__Aim__
Copy out every line in the listing below that contains the word "scattered".

═══ Data rows ═══

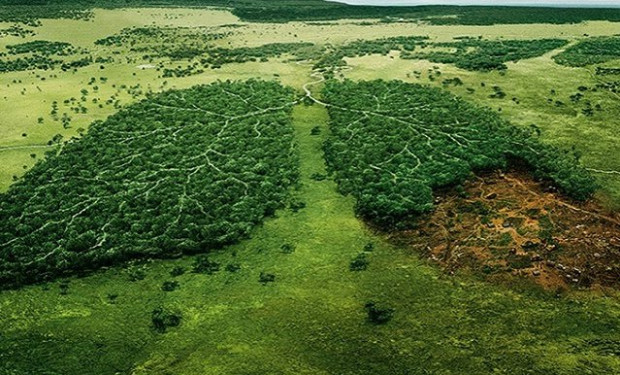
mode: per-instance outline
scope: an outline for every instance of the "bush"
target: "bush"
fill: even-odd
[[[165,333],[170,327],[177,327],[181,324],[181,314],[175,311],[157,307],[151,313],[153,329],[158,333]]]

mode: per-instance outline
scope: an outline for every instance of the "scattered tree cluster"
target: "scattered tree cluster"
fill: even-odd
[[[0,22],[20,22],[25,25],[37,27],[41,25],[40,19],[67,18],[89,19],[92,12],[77,1],[24,1],[5,0],[0,4]]]
[[[18,36],[25,38],[27,36],[35,35],[35,32],[31,29],[26,29],[20,25],[12,25],[5,29],[0,29],[0,38],[5,36]]]
[[[478,40],[434,43],[446,51],[417,52],[402,55],[404,59],[426,59],[435,63],[455,64],[466,70],[504,70],[506,62],[541,56],[566,45],[561,39],[538,40]]]
[[[19,55],[24,53],[36,53],[42,56],[67,56],[76,53],[75,48],[66,42],[50,42],[47,40],[34,40],[21,44],[6,46],[9,54]]]
[[[604,68],[602,66],[597,66],[594,72],[599,76],[620,75],[620,68]]]
[[[292,90],[220,82],[95,122],[0,195],[0,285],[247,236],[298,178]]]
[[[5,0],[0,21],[37,26],[39,18],[88,19],[92,2],[84,0]],[[244,21],[289,22],[381,18],[383,22],[424,21],[434,25],[494,25],[620,21],[620,10],[604,8],[545,8],[494,6],[352,6],[324,0],[159,0],[158,6],[223,6]],[[100,0],[97,7],[153,6],[148,0]]]
[[[553,57],[566,66],[586,66],[620,59],[620,37],[588,38]]]
[[[315,64],[315,69],[346,65],[344,57],[359,57],[372,54],[387,55],[391,51],[413,51],[416,46],[425,45],[427,36],[397,36],[375,40],[356,40],[325,54]]]
[[[331,135],[325,156],[356,212],[385,229],[407,227],[433,208],[433,191],[472,171],[518,161],[575,199],[596,188],[577,156],[447,91],[400,81],[328,81]]]
[[[270,57],[279,57],[285,53],[295,54],[296,51],[313,46],[312,43],[269,43],[259,47],[211,48],[208,57],[201,59],[203,65],[219,67],[229,63],[247,61],[267,61]]]
[[[92,64],[93,59],[88,51],[73,47],[65,42],[36,40],[6,47],[9,55],[18,56],[11,59],[0,59],[0,73],[24,70],[51,70],[60,67],[67,71]],[[72,55],[87,55],[78,59],[64,59]]]

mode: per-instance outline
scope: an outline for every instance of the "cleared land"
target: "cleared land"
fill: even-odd
[[[0,30],[12,25],[0,23]],[[197,73],[193,66],[201,64],[200,57],[145,58],[151,52],[140,50],[145,47],[142,43],[95,44],[126,28],[185,26],[201,27],[207,34],[230,33],[208,42],[214,47],[304,42],[316,48],[270,55],[268,61],[226,63]],[[507,62],[505,71],[468,71],[452,64],[405,60],[393,51],[347,57],[347,67],[333,73],[355,81],[399,79],[443,87],[490,107],[543,143],[568,150],[575,146],[574,152],[581,154],[582,163],[602,186],[595,201],[577,208],[618,220],[611,212],[620,207],[618,97],[607,86],[597,85],[619,78],[597,75],[595,66],[571,68],[553,60],[581,40],[620,33],[618,23],[262,24],[242,22],[221,10],[143,8],[95,10],[88,21],[42,20],[40,27],[24,27],[35,34],[2,34],[0,51],[8,51],[8,45],[46,40],[71,43],[87,49],[95,59],[113,61],[93,61],[75,71],[0,75],[1,190],[9,188],[13,176],[19,179],[43,159],[46,151],[59,151],[64,140],[87,133],[93,121],[157,92],[218,79],[261,78],[290,86],[300,96],[306,88],[323,99],[322,79],[312,68],[317,53],[358,39],[424,35],[435,43],[453,42],[455,36],[559,38],[569,42],[567,47]],[[177,32],[173,30],[174,35]],[[602,66],[620,67],[620,61]],[[188,67],[191,75],[163,77],[166,68],[185,71]],[[296,104],[291,116],[300,180],[299,186],[290,189],[287,208],[254,228],[248,240],[213,251],[208,258],[133,262],[1,292],[0,373],[565,375],[620,371],[620,303],[615,282],[609,280],[615,276],[605,269],[607,260],[617,266],[615,224],[600,217],[580,217],[561,204],[574,202],[539,190],[544,186],[527,176],[507,174],[519,183],[483,176],[495,181],[489,186],[497,188],[480,188],[473,180],[464,191],[442,195],[445,200],[435,202],[437,210],[429,214],[435,216],[414,228],[425,233],[377,232],[355,216],[354,198],[340,194],[328,176],[322,152],[330,136],[327,109]],[[519,190],[522,184],[539,196]],[[493,192],[498,196],[489,202],[486,196]],[[481,194],[483,198],[476,198]],[[476,201],[491,206],[487,216],[493,229],[467,211],[470,205],[479,206]],[[521,205],[540,211],[513,207]],[[459,212],[457,208],[463,206],[465,212]],[[516,222],[503,227],[504,220],[513,216],[525,218],[522,228]],[[521,246],[539,239],[540,226],[546,223],[542,216],[560,229],[566,227],[555,228],[558,231],[552,236],[560,244],[573,241],[570,246],[555,255],[543,249],[530,254],[521,248],[512,254],[508,242]],[[481,235],[483,230],[492,231],[484,235],[497,240],[501,248],[481,247],[476,238],[446,234],[442,225],[448,226],[450,220],[461,220],[460,228]],[[590,234],[582,235],[584,231]],[[446,238],[475,256],[460,257],[454,247],[447,251],[442,247]],[[416,241],[433,246],[420,249]],[[592,247],[583,252],[588,241]],[[532,257],[523,257],[526,253],[544,260],[530,264]],[[586,254],[585,263],[584,259],[571,263],[577,259],[575,253]],[[457,258],[469,261],[454,266]],[[588,260],[602,268],[579,275],[577,282],[566,280],[567,273],[575,277],[570,268],[586,267]],[[508,261],[513,262],[511,269],[502,269]],[[548,261],[555,261],[555,266]],[[454,275],[433,263],[446,265]],[[570,268],[560,269],[557,263]],[[491,272],[486,272],[485,265],[493,267]],[[522,265],[527,267],[519,268]],[[541,274],[535,276],[534,271]]]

═══

__Solution to this problem__
scope: an outline for every instance of the "scattered tree cluster"
target: "scattered tree cluster"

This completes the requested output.